→ The exercise
Please extract every line from the items below that contains the word "Step". Case counts.

→ Data listing
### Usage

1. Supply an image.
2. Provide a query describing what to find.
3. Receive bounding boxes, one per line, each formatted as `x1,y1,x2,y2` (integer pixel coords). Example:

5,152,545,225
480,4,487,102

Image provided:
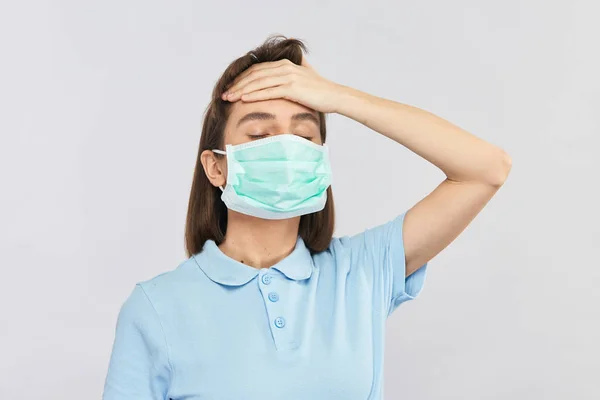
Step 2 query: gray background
0,0,600,399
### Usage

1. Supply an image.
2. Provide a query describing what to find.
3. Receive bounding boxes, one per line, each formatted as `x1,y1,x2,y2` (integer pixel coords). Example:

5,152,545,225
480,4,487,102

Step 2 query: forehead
227,99,317,126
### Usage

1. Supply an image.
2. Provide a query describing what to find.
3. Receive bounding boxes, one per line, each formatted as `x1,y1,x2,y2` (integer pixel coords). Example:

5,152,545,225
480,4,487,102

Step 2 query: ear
200,150,227,187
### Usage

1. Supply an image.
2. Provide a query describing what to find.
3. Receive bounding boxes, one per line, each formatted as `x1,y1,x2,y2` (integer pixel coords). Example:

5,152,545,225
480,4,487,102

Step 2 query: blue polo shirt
103,214,427,400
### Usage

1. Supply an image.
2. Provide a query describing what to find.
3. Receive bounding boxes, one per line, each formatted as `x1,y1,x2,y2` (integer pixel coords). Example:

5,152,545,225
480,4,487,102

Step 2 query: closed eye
248,133,269,140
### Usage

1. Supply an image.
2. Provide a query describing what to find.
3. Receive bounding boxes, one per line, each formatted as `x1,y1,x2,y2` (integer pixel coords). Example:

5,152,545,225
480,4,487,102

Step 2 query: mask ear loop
212,149,227,192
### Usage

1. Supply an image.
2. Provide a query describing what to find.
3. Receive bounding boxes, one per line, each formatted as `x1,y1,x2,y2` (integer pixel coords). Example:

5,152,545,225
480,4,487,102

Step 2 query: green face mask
213,134,331,219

→ Written reply
Step 2 query: gray background
Step 2 query: forehead
Step 2 query: ear
Step 2 query: blue polo shirt
Step 2 query: closed eye
Step 2 query: mask ear loop
Step 2 query: green face mask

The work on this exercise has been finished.